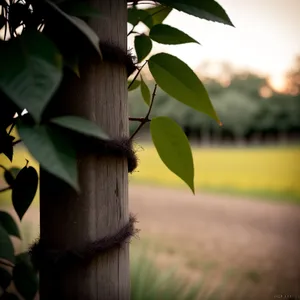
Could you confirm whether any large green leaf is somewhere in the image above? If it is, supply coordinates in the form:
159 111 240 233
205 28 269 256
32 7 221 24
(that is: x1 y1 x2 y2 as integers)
50 116 109 140
0 31 63 120
158 0 233 26
145 5 172 25
46 0 102 57
149 24 199 45
0 225 15 263
134 34 152 62
127 7 153 28
12 166 39 220
141 76 151 105
148 53 220 123
13 253 39 300
0 211 21 238
150 117 195 193
18 123 79 190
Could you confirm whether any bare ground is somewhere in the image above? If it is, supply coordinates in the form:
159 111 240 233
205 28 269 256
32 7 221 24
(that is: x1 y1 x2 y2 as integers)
3 186 300 300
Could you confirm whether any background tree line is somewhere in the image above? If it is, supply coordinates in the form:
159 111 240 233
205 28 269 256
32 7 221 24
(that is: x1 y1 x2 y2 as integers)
129 56 300 144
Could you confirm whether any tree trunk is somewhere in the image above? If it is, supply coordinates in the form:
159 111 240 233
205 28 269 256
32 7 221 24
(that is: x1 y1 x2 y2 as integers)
40 0 130 300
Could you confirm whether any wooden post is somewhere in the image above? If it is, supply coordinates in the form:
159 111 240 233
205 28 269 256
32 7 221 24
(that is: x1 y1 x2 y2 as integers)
40 0 130 300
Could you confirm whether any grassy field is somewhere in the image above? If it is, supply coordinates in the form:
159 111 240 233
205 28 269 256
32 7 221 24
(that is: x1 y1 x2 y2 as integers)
0 144 300 203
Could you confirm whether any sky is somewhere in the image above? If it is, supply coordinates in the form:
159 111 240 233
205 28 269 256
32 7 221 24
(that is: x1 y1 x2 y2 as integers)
130 0 300 89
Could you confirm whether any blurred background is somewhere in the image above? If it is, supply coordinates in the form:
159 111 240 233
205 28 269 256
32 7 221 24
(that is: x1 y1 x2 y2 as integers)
0 0 300 300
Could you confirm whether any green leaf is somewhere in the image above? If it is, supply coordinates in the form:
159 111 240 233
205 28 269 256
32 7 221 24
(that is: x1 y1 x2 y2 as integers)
18 123 79 191
159 0 234 26
145 5 172 26
150 117 195 193
141 76 151 105
12 166 39 220
149 24 199 45
0 225 15 263
46 0 102 58
128 79 141 91
0 31 63 121
148 53 221 124
50 116 109 140
13 256 39 300
127 7 153 28
59 1 101 18
134 34 152 62
0 267 12 290
0 211 21 238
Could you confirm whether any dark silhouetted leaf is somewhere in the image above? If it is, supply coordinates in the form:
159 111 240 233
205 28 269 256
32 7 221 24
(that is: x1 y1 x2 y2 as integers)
50 116 109 140
128 79 141 91
148 53 220 124
46 1 102 57
9 1 30 31
0 267 12 290
145 5 172 26
12 166 39 220
1 293 20 300
13 254 39 300
150 117 195 193
0 225 15 263
159 0 233 26
0 15 6 30
64 53 80 78
0 211 21 238
4 167 21 186
134 34 152 62
127 7 153 28
149 24 199 45
18 123 79 191
0 31 62 120
141 76 151 105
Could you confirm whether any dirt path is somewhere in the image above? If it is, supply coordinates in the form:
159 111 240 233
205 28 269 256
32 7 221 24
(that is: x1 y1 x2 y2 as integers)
130 186 300 299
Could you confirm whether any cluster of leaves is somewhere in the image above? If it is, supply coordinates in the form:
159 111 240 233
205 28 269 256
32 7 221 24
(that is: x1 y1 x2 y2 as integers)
0 0 232 300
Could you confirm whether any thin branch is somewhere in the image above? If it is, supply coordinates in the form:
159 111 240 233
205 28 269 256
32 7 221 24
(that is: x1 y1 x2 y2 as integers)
130 84 157 140
128 60 148 90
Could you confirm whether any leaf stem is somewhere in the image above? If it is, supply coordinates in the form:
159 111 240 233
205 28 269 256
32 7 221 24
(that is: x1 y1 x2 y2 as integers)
130 84 157 140
128 60 148 89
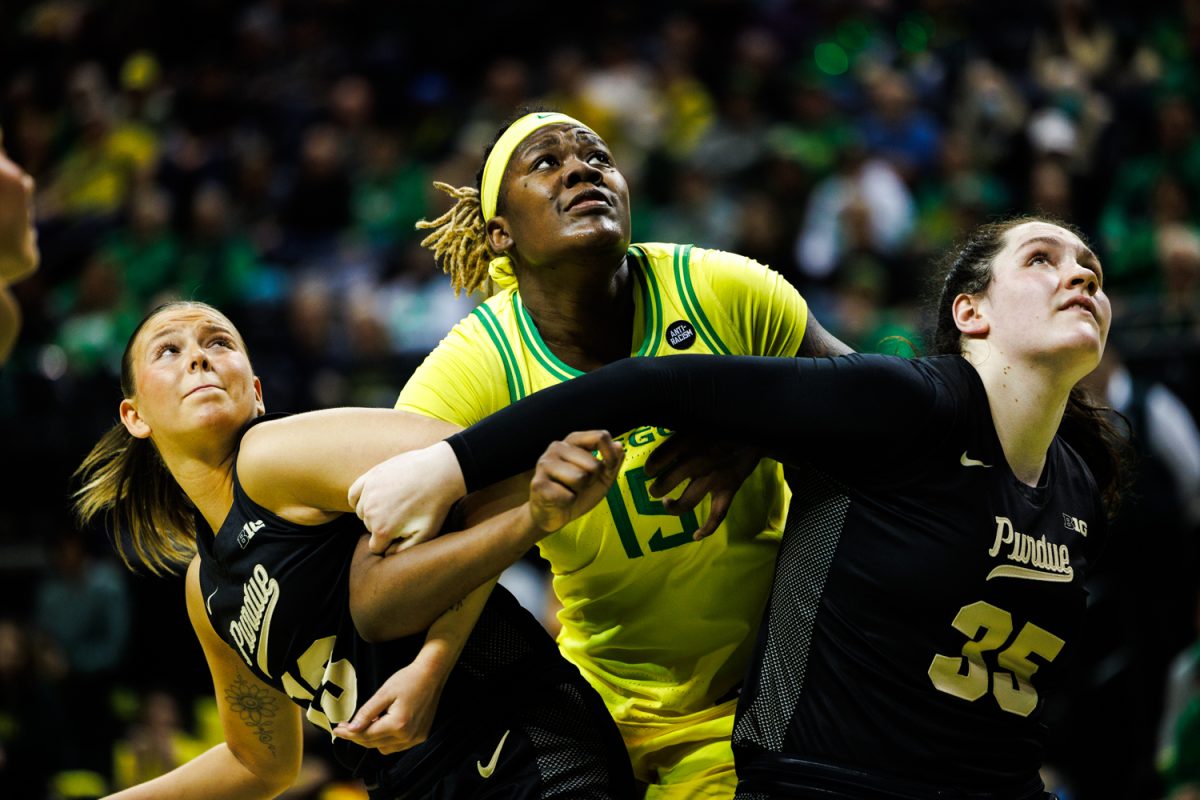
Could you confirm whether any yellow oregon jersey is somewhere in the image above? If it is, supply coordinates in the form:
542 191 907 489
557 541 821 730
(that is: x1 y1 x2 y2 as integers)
397 243 808 739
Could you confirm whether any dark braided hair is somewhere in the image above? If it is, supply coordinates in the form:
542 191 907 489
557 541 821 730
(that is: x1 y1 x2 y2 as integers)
929 216 1134 518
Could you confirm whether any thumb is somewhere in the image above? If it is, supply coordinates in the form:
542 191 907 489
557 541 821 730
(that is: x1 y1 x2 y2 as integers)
346 693 391 733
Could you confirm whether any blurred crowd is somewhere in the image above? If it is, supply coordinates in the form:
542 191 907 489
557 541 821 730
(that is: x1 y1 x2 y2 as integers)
0 0 1200 800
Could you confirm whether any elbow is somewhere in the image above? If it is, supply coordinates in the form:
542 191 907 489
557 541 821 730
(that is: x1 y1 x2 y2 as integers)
350 581 427 644
226 740 302 798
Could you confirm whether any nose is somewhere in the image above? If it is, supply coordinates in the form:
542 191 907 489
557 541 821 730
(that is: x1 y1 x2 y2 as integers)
188 344 211 371
563 156 602 188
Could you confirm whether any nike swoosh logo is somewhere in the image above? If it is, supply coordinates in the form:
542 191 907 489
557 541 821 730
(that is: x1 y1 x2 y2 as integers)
475 730 511 778
959 450 991 469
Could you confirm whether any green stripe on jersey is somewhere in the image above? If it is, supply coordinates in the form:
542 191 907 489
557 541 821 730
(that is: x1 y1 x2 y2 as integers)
470 305 524 403
629 246 662 356
674 245 730 355
512 291 583 380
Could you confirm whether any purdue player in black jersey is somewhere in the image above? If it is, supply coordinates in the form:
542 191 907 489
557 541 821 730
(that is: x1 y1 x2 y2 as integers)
355 218 1120 800
77 302 632 800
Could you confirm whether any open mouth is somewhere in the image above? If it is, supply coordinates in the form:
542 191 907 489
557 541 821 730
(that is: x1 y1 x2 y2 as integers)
1062 296 1096 317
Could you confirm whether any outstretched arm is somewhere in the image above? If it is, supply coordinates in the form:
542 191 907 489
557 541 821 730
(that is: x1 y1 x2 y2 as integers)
453 354 932 491
340 431 624 639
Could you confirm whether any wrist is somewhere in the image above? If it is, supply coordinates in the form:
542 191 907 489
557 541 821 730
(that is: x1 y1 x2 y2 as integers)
512 500 554 544
413 637 455 682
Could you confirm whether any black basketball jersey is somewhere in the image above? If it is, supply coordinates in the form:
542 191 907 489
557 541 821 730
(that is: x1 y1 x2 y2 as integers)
197 417 628 798
733 357 1105 793
450 355 1106 796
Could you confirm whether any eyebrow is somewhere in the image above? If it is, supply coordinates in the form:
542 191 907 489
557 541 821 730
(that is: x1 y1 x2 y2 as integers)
146 323 233 347
512 127 608 160
1020 236 1104 275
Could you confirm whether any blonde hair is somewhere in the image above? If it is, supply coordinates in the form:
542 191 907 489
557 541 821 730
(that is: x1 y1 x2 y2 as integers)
71 300 236 575
416 181 493 296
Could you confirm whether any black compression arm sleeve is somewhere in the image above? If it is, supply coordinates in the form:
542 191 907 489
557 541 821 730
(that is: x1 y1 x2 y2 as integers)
448 355 929 492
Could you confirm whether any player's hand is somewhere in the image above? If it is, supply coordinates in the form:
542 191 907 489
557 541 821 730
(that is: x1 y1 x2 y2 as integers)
0 140 38 285
347 441 467 554
529 431 625 534
646 433 762 541
334 657 446 756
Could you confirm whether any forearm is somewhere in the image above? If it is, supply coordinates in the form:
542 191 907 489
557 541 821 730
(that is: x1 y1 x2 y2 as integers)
0 282 20 363
110 742 292 800
446 354 934 492
448 356 799 491
350 505 544 642
408 579 496 682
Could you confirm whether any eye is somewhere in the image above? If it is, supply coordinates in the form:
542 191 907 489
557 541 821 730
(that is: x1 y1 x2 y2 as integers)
154 342 179 359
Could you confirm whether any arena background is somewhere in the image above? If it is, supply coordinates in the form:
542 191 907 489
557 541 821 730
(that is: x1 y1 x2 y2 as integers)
0 0 1200 800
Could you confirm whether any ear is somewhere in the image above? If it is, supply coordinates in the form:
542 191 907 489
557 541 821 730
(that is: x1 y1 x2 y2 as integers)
254 375 266 417
487 216 512 253
120 397 152 439
950 294 991 336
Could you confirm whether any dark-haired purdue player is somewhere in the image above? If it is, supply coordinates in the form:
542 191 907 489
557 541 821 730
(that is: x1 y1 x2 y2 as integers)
360 218 1120 800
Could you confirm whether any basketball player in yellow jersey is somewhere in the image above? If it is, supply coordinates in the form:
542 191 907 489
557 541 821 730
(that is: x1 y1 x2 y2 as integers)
356 113 846 798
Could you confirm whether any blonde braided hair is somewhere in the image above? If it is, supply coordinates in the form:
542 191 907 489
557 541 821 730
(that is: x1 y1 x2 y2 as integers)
416 181 493 296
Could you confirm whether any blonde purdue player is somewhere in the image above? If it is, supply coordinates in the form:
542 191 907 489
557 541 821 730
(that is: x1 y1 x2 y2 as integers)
350 113 846 798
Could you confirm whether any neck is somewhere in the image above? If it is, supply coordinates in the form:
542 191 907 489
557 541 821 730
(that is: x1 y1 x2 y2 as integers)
965 350 1075 486
158 434 235 534
520 259 634 372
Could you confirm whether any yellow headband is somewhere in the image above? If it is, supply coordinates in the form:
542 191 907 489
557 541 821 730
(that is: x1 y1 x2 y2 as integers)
479 112 592 222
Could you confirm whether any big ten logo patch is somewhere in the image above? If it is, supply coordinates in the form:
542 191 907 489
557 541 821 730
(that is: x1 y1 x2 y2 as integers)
667 319 696 350
617 427 671 447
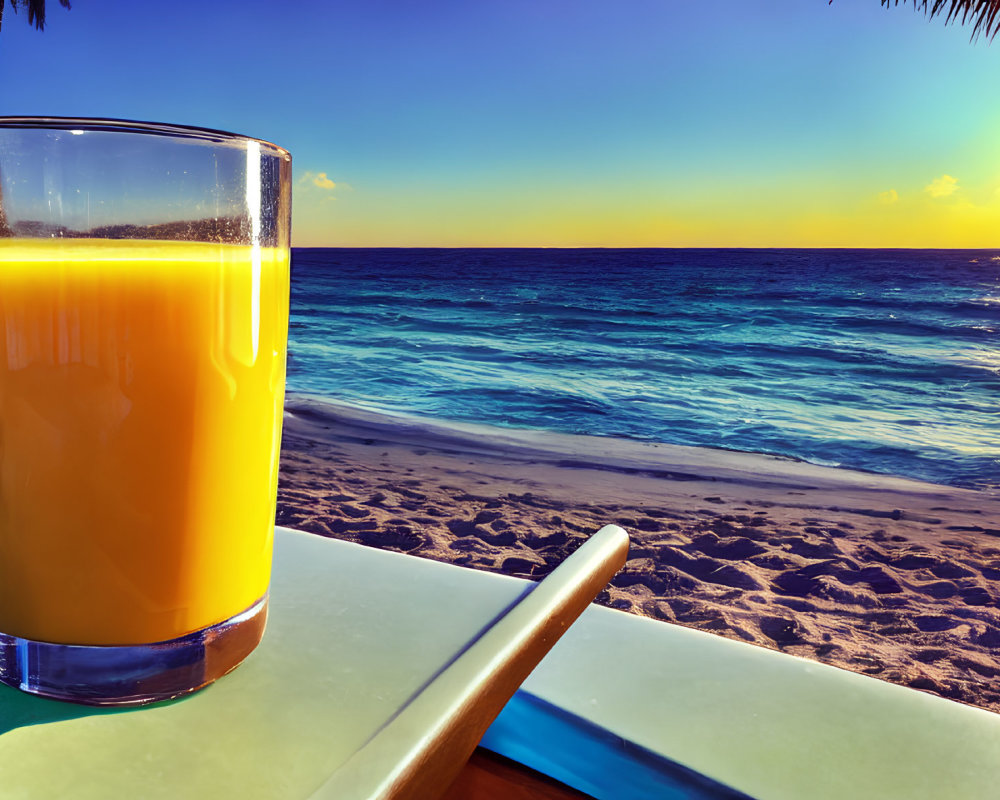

####

» **To do**: Show each line from the items above that contains the string "basketball", matching case exactly.

» **Reply**:
Could you confirm whether any black basketball jersey is somewhere in the image above? If it is, supply coordinates in the form:
Could you confirm whether any basketball player in yellow jersey is somewhere in the image above? If it is, supply coordinates in the form:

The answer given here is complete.